___ Passage ___

Council in attempt to cover-up £440,000 pay-off to Negrini

Our political editor, WALTER CRONXITE, reports on how Tony Newman’s ‘most open and transparent council in Croydon’s history’ is now trying to block details of the ‘reward for failure’ that he authorised to be paid to the departing chief executive

Jo Negrini: walked away from the council with almost twice her annual pay and pension packet

Croydon Council is attempting to cover-up the amount paid in a settlement to Jo Negrini to persuade the local authority’s chief executive to give up her job.

Apparently, “the council has decided it would be unfair” if the £440,000 paid to Jo “Negreedy” Negrini was made public.

Even though the payment used public money, to someone who was employed by the public, and even though the full figures are likely to be put into the public domain once the council publishes its annual accounts, as it is required to do so by law.

Reliable sources within the council have confirmed to Inside Croydon that the total amount paid was £440,000, the bulk of which was made up of eight years’ worth of contributions into the gold-plated pension pot of the self-professed “regeneration practitioner”.

___ Source records ___

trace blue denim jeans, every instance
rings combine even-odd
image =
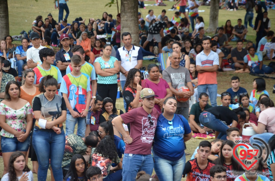
[[[260,66],[259,65],[255,67],[254,68],[251,68],[250,72],[253,74],[269,74],[274,71],[274,70],[270,67],[266,65],[263,65],[262,69],[260,70]]]
[[[207,89],[208,90],[210,101],[212,106],[217,105],[217,92],[218,85],[216,84],[205,84],[198,86],[198,95],[203,92],[206,93]]]
[[[142,170],[151,175],[154,167],[151,154],[125,153],[122,164],[122,181],[135,181],[137,174]]]
[[[194,31],[195,28],[194,26],[194,21],[196,19],[196,18],[199,16],[199,15],[196,16],[189,16],[189,19],[190,20],[190,22],[191,22],[191,27],[192,27],[192,31]]]
[[[66,119],[66,133],[65,136],[73,134],[74,132],[74,127],[77,123],[77,134],[82,138],[85,137],[85,130],[86,129],[86,121],[85,117],[79,117],[74,118],[70,113],[67,113]]]
[[[54,177],[56,180],[63,180],[61,164],[65,148],[65,134],[62,130],[58,135],[55,132],[43,131],[34,128],[32,145],[37,155],[38,181],[46,181],[50,159]]]
[[[121,85],[121,87],[122,89],[122,90],[124,90],[123,89],[124,88],[124,86],[125,85],[125,83],[126,82],[126,80],[121,80],[120,81],[120,85]],[[123,95],[123,94],[122,94]],[[124,99],[124,97],[123,97],[123,102],[124,103],[124,109],[126,110],[126,106],[127,105],[127,104],[126,104],[126,102],[125,101],[125,99]]]
[[[64,10],[66,11],[66,15],[65,16],[65,19],[68,19],[69,16],[69,13],[70,11],[69,11],[69,8],[66,3],[59,3],[59,11],[58,15],[58,22],[60,22],[60,21],[63,19],[63,14],[64,13]]]
[[[256,143],[260,146],[261,145],[264,144],[263,142],[260,141],[253,139],[254,138],[258,138],[263,140],[263,141],[265,142],[266,144],[268,145],[268,140],[274,135],[274,134],[271,133],[265,133],[261,134],[255,135],[250,137],[250,139],[249,139],[249,143],[254,147],[257,148],[257,147],[253,146],[253,143]]]
[[[16,63],[16,66],[17,66],[17,70],[18,71],[18,76],[22,76],[22,72],[23,72],[23,69],[22,66],[24,64],[27,63],[27,60],[19,60],[17,61]]]
[[[247,29],[247,24],[249,23],[249,26],[252,28],[254,28],[254,25],[252,24],[252,21],[253,20],[253,17],[254,15],[253,12],[248,11],[246,12],[245,15],[244,17],[244,25]]]
[[[1,137],[1,147],[2,152],[14,152],[17,151],[28,151],[30,147],[31,135],[29,135],[24,142],[20,142],[17,138]]]
[[[170,161],[154,155],[154,168],[160,181],[180,181],[185,165],[185,154],[179,160]]]
[[[226,130],[228,127],[214,115],[209,112],[203,112],[201,113],[199,120],[201,124],[205,126],[220,133],[217,139],[226,139]]]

___

▶ **Parts of the exercise**:
**a)** Please decide whether each statement agrees with the article on the Negrini pay-off, answering yes or no and quoting the article's deciding words: (i) Council sources put the total paid at £440,000. (ii) The council has already published the full figures in its annual accounts. (iii) Most of the sum went into pension contributions.
**b)** Report how many lines of the records contain the word "instance", matching case. Give only the number.
The article on the Negrini pay-off and the records have no connection to each other.

▶ **Worked answers**:
**a)**
(i) Yes: "the total amount paid was £440,000"
(ii) No: "the full figures are likely to be put into the public domain once the council publishes its annual accounts"
(iii) Yes: "the bulk of which was made up of eight years’ worth of contributions into the gold-plated pension pot"

**b)** 1